→ Exercise details:
Can you copy the lines from the one that contains "cleat, writing one line per instance." through the end of the material below, exactly and with nothing else?

* * * * * * * * *

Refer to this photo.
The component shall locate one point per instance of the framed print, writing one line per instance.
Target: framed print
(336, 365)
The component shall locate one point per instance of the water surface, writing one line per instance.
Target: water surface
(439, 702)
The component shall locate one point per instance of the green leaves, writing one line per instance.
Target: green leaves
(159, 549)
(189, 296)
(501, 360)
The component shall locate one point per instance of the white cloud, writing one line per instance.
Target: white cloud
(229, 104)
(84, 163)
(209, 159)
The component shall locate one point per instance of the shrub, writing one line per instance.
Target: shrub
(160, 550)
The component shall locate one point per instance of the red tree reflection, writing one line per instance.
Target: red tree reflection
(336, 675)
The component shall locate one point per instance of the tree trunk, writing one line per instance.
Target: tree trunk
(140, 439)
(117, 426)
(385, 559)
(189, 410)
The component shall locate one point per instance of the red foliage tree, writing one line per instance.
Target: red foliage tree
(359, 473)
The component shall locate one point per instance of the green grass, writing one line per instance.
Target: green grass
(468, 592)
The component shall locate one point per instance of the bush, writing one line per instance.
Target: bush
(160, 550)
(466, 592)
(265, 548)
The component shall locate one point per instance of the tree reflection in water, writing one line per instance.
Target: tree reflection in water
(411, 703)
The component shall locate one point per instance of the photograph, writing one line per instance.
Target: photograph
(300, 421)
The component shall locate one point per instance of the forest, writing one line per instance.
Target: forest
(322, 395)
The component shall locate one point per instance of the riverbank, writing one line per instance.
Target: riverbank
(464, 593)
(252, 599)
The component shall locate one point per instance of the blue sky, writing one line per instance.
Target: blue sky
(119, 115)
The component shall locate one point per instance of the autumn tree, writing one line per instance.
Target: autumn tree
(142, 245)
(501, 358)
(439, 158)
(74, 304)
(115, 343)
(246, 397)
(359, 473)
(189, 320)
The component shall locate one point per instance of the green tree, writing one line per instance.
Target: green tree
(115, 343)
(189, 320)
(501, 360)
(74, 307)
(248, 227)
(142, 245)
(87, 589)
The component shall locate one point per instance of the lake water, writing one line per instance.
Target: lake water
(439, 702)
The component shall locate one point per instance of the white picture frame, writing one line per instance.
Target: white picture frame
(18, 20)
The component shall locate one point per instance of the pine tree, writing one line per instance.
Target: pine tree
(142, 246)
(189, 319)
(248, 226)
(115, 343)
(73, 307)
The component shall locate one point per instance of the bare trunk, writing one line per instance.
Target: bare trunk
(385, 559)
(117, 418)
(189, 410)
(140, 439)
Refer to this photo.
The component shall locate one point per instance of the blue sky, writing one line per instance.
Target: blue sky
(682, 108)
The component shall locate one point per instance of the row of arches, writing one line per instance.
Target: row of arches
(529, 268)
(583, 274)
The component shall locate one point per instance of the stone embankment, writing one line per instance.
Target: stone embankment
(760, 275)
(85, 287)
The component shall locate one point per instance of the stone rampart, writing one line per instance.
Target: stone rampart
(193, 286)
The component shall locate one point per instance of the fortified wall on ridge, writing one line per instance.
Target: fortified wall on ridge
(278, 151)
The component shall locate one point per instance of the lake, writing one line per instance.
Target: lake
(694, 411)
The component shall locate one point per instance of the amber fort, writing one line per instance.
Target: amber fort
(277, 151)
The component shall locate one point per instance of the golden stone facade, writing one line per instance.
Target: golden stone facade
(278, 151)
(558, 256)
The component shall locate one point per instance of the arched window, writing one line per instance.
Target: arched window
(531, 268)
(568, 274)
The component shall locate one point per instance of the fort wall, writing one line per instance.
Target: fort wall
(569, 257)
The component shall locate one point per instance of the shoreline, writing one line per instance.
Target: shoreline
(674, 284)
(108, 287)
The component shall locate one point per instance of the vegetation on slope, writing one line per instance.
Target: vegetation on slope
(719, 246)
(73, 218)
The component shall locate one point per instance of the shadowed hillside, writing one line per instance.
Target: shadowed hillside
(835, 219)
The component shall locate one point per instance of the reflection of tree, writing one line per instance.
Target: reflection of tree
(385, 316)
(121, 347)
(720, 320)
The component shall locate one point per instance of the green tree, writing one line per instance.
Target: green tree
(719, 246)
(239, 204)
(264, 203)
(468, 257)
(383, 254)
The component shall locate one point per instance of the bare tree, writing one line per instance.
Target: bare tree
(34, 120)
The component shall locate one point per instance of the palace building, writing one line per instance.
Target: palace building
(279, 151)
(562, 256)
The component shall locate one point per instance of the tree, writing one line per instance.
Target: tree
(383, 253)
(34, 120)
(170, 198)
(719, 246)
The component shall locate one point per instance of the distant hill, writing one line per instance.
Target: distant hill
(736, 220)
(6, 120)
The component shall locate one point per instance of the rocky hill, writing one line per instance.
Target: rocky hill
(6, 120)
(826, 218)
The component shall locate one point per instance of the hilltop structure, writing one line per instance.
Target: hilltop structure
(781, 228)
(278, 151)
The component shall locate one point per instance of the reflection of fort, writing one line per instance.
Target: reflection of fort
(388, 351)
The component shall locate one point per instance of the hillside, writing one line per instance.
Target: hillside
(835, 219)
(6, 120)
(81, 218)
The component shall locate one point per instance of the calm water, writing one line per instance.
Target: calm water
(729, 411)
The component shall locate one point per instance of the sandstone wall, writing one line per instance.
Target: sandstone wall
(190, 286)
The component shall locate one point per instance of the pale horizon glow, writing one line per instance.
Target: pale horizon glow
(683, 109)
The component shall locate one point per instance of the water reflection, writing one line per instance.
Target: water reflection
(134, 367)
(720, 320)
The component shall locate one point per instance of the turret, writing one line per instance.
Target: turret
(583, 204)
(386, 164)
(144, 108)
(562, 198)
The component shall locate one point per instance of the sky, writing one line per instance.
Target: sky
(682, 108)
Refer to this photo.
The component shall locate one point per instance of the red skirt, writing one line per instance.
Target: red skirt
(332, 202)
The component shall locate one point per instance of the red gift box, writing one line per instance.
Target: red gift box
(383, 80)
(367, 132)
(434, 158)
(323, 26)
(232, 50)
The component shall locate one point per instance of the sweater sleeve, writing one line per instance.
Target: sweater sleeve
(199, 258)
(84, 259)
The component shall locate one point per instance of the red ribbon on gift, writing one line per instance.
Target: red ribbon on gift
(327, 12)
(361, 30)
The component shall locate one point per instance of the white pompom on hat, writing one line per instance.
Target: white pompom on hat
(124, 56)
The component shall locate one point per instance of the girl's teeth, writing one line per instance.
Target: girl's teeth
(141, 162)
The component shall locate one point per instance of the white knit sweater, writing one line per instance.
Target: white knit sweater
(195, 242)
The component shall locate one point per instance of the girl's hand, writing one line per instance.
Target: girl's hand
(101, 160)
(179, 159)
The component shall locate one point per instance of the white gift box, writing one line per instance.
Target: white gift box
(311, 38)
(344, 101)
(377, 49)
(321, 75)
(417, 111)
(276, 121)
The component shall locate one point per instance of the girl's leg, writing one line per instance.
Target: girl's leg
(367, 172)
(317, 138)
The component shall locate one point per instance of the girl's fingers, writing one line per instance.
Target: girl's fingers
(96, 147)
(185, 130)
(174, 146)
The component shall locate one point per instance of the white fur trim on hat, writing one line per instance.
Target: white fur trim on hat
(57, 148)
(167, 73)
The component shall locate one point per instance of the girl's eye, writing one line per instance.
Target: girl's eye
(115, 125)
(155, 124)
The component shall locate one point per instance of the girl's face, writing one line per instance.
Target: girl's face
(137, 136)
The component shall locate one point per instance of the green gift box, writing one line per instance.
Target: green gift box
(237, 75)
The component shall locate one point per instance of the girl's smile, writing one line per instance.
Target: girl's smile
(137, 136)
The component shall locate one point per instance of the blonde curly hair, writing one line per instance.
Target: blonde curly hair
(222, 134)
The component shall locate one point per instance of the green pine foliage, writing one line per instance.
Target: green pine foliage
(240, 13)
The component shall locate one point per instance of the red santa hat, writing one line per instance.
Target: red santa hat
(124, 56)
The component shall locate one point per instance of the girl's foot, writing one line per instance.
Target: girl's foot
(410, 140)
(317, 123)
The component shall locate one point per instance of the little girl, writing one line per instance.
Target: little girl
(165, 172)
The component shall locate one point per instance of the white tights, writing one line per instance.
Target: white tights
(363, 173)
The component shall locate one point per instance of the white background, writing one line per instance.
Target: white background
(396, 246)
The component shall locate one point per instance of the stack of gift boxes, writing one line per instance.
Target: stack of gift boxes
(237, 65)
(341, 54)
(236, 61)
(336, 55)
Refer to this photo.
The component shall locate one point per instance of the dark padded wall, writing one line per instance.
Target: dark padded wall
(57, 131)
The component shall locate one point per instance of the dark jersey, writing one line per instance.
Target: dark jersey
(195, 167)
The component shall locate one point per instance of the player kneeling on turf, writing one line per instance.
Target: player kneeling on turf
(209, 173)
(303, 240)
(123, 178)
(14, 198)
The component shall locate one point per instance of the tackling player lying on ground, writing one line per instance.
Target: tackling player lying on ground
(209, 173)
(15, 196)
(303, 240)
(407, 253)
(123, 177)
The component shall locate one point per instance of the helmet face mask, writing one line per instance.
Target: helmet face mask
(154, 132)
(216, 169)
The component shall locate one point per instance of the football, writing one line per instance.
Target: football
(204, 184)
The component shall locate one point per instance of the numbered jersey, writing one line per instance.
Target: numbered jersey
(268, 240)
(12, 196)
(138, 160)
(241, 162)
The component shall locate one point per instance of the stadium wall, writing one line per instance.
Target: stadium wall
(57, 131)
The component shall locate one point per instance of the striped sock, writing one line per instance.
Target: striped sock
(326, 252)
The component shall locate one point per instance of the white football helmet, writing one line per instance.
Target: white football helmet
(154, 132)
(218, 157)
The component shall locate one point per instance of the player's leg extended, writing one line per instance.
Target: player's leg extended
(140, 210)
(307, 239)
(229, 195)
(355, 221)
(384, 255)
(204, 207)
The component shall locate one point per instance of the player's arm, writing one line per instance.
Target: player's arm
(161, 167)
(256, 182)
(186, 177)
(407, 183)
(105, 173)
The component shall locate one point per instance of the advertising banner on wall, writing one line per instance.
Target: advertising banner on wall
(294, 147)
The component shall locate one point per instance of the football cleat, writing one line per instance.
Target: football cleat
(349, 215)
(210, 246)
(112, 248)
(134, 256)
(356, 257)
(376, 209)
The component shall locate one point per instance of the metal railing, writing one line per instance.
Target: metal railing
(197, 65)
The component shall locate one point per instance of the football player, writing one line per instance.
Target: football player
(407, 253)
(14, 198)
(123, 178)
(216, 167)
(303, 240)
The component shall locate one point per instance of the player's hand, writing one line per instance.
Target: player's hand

* * * * * * * * *

→ Correct output:
The component shall locate one point per instance of the football cleat, writing one line per instance.
Target: football cleat
(349, 215)
(210, 246)
(112, 248)
(134, 256)
(356, 257)
(376, 209)
The component shall locate one point per instance of the metal railing, writing one line per instance.
Target: metal railing
(197, 65)
The component shall locate one point per instance of the football player, writing one line per instance.
Target: football player
(407, 253)
(14, 198)
(123, 178)
(216, 167)
(303, 240)
The component shall locate one point per instance of the player's hand, writing one line per instance.
Target: player's hand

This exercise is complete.